Exercices à traiter:
a) Répondez aux questions suivantes sur le texte consacré aux ordonnances du Conseil fédéral :
(i) Dans quel cadre la Constitution fédérale permet-elle au Conseil fédéral de prendre librement des ordonnances « lorsque la sauvegarde des intérêts du pays l'exige » ?
(ii) Quelle condition de durée ces ordonnances doivent-elles respecter ?
(iii) Pour quel type d'interprétation des textes constitutionnels le Conseil fédéral a-t-il probablement opté parfois ?
b) Reprenez le texte sur les ordonnances du Conseil fédéral à la suite de sa dernière phrase.

Document:
La Constitution fédérale prévoit que, dans le cadre des relations avec l’étranger, le Conseil fédéral puisse librement prendre des ordonnances «lorsque la sauvegarde des intérêts du pays l’exige»; et, de façon générale, «en vue de parer à des troubles existants ou imminents menaçant gravement l’ordre public, la sécurité extérieure ou la sécurité intérieure». Ces ordonnances doivent être limitées dans le temps, ce qui n’a pas toujours été le cas. Les textes constitutionnels évoquent des circonstances d’une gravité particulière, mais sont sujets à interprétation; le Conseil fédéral a probablement opté parfois pour une interprétation plus qu’extensive.

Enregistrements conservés
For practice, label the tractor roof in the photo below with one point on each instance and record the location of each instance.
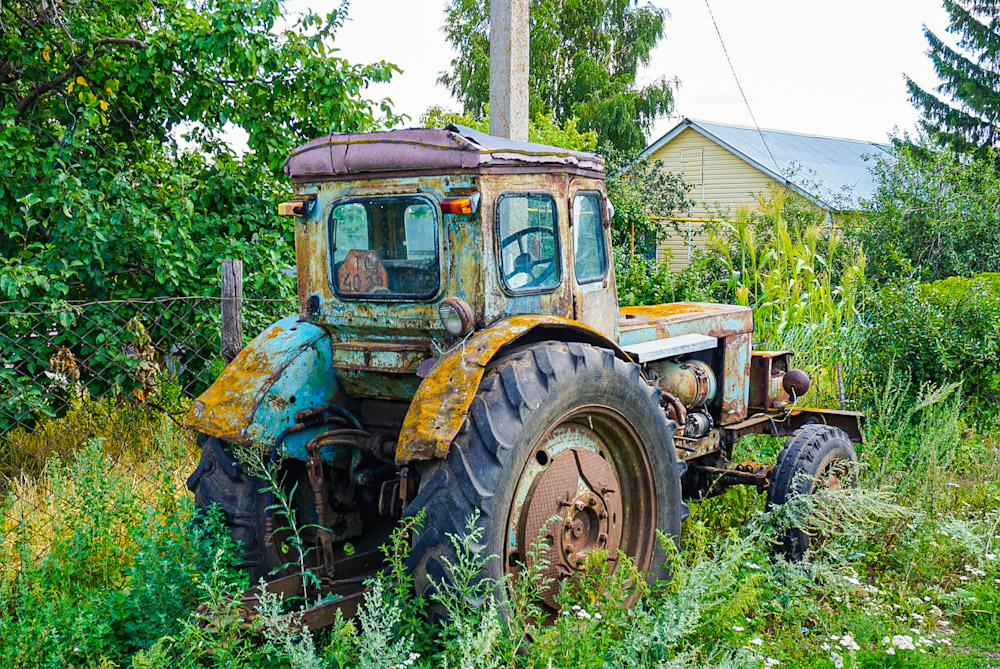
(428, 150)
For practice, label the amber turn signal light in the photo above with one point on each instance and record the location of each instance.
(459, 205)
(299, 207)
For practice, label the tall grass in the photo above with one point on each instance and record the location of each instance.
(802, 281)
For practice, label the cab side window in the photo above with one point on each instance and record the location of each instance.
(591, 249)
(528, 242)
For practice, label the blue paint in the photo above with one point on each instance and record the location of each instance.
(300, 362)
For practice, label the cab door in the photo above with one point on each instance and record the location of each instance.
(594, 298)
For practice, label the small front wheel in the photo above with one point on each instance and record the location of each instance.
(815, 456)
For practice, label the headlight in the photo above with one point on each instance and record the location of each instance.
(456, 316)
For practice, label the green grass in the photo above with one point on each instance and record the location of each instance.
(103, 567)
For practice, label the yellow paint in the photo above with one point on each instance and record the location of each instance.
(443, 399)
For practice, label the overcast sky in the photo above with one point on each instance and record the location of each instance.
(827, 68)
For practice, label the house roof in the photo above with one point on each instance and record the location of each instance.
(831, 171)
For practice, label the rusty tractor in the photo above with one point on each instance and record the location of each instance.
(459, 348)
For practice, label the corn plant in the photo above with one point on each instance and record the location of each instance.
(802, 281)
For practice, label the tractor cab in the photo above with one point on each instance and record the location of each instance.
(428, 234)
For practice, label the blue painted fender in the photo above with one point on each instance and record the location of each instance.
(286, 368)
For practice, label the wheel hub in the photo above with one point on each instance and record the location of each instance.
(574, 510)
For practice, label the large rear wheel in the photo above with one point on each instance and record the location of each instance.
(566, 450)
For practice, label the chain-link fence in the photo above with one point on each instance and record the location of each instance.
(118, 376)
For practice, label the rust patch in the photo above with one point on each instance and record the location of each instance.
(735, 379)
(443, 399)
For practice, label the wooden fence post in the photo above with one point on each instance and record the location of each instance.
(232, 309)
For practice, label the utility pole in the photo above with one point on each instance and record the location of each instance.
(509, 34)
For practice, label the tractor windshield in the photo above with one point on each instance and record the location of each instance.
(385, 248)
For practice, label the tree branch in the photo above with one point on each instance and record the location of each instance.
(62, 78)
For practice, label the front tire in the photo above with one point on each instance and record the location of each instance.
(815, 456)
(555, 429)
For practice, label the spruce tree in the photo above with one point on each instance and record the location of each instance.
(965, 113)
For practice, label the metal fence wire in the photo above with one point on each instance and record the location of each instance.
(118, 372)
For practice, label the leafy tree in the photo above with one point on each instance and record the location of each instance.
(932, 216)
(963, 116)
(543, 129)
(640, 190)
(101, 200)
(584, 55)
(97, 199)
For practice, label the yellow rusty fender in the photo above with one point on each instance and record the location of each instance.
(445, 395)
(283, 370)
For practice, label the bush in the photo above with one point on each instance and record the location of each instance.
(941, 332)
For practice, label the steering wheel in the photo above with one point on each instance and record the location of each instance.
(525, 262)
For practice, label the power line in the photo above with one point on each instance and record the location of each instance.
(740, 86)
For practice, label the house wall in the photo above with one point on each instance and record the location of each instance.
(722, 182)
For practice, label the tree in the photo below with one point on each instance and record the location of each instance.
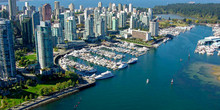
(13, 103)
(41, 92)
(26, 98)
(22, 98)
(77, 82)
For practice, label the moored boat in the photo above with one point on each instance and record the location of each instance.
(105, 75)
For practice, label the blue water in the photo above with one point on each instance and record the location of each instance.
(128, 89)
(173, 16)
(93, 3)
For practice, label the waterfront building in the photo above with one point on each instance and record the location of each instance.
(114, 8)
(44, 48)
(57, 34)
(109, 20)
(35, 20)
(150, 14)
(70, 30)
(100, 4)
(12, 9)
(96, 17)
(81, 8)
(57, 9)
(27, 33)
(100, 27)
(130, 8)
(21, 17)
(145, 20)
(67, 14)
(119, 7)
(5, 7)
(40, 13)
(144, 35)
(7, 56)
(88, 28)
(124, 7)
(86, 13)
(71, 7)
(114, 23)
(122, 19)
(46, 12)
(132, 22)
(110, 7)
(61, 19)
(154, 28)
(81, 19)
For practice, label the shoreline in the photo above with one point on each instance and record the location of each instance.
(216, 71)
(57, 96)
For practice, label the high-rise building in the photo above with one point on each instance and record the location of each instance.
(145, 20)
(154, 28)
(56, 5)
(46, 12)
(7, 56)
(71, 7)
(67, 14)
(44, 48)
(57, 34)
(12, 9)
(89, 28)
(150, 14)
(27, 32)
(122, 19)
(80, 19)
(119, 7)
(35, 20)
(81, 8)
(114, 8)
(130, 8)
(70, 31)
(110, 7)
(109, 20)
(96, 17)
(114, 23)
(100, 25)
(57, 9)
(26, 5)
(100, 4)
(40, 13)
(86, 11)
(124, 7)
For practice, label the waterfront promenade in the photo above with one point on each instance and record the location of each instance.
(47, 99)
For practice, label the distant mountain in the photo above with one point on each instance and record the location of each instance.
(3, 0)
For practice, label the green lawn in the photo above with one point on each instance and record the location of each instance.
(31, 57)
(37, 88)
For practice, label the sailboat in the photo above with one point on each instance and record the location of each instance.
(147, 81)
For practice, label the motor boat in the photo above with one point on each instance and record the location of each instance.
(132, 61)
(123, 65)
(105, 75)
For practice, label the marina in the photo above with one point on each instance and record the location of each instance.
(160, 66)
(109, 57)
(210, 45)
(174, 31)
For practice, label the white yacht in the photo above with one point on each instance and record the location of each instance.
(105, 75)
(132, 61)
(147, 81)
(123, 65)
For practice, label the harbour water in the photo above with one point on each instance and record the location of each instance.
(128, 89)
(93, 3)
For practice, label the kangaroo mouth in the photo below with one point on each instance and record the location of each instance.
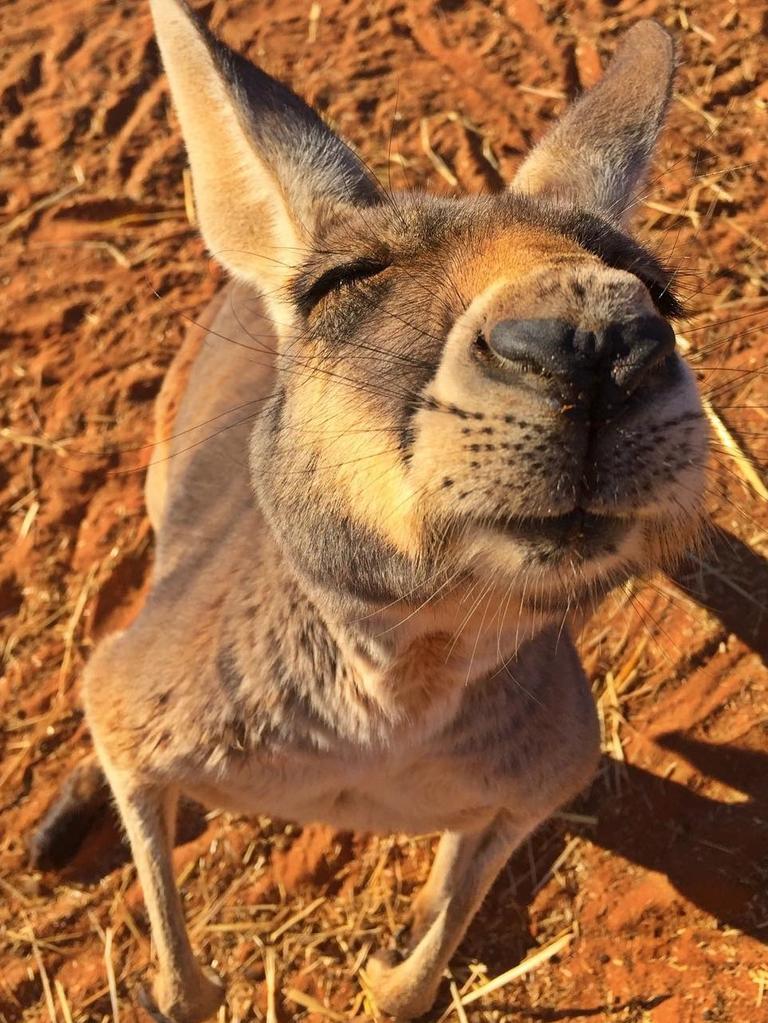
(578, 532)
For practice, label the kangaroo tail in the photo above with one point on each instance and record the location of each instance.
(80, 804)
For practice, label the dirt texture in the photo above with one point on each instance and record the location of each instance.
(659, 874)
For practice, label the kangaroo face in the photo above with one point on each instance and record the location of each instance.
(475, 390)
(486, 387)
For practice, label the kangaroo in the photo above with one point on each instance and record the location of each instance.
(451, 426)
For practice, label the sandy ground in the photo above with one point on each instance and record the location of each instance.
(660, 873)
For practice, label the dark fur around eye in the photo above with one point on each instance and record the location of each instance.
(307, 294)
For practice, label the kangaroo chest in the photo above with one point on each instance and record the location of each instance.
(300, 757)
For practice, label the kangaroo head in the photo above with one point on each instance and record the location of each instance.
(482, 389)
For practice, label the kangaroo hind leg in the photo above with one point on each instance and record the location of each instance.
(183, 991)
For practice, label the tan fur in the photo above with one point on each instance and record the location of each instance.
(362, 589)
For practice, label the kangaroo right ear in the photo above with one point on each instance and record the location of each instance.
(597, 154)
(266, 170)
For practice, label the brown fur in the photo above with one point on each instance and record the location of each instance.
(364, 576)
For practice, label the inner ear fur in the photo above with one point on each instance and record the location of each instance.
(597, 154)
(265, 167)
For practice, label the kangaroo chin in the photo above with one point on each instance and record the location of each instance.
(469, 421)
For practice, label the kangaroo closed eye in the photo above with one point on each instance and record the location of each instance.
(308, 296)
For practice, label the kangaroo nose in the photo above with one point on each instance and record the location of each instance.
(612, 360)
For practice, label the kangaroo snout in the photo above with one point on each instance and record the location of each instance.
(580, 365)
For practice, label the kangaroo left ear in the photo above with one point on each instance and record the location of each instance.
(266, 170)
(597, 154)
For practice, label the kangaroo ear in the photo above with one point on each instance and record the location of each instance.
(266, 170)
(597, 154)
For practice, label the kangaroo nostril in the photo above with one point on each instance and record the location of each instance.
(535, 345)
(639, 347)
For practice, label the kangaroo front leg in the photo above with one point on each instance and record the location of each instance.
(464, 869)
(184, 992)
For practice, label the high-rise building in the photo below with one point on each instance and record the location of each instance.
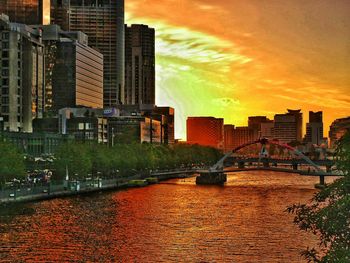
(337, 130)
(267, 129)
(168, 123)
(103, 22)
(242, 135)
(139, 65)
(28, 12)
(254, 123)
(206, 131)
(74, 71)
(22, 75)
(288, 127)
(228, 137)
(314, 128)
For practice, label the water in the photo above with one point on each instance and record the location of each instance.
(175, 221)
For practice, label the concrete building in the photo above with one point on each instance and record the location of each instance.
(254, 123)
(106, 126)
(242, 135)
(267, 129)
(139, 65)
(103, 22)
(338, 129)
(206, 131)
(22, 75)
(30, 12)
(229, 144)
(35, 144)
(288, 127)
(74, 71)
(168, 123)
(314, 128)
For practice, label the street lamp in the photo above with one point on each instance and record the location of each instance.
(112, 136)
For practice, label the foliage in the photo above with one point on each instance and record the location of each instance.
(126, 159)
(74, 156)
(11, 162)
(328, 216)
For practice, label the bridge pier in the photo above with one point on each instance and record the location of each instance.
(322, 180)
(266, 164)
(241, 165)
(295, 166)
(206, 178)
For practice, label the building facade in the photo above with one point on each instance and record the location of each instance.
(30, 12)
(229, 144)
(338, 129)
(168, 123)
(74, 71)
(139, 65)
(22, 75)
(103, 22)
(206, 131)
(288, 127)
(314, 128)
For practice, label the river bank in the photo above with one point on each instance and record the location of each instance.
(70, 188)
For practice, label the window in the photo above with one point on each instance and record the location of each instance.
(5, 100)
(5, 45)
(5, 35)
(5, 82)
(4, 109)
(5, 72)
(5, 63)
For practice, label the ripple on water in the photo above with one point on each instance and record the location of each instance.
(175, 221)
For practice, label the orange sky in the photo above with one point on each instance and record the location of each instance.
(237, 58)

Réponses aux exercices:
a)
(i) Dans le cadre des relations avec l'étranger.
(ii) Elles doivent être limitées dans le temps.
(iii) Une interprétation plus qu'extensive.

b)
Notre ordre juridique veut que les lois ne puissent être attaquées pour inconstitutionnalité devant le Tribunal fédéral, car elles sont sujettes au referendum et la Haute Cour ne saurait annuler un texte bénéficiant de la sanction populaire. Le comité zurichois ne change rien à cela; il veut soumettre au contrôle juridictionnel des ordonnances basées directement sur les dispositions constitutionnelles qu’on vient de rappeler, ce qui nous paraît tout à fait concevable. Il veut aussi soumettre à ce contrôle les ordonnances ou mesures prises par le Conseil fédéral sur la base de lois telles que celles sur les épidémies ou sur l’embargo; l’affaire est alors plus délicate puisqu’une base légale formelle existe; mais il faut reconnaître qu’elle est si élastique qu’elle ouvre en fait la voie à des pleins pouvoirs de l’exécutif.

Les douze Zurichois ont choisi de lancer une initiative cantonale obligeant le Canton de Zurich à en déposer une auprès de l’Assemblée fédérale. Cette démarche peu commune ne garantit pas que la proposition aboutisse à un projet en bonne et due forme; mais la commission du Conseil national, naguère, avait déjà approuvé l’idée, contrairement à celle du Conseil des Etats; il s’agirait dès lors de faire pression sur la Chambre Haute.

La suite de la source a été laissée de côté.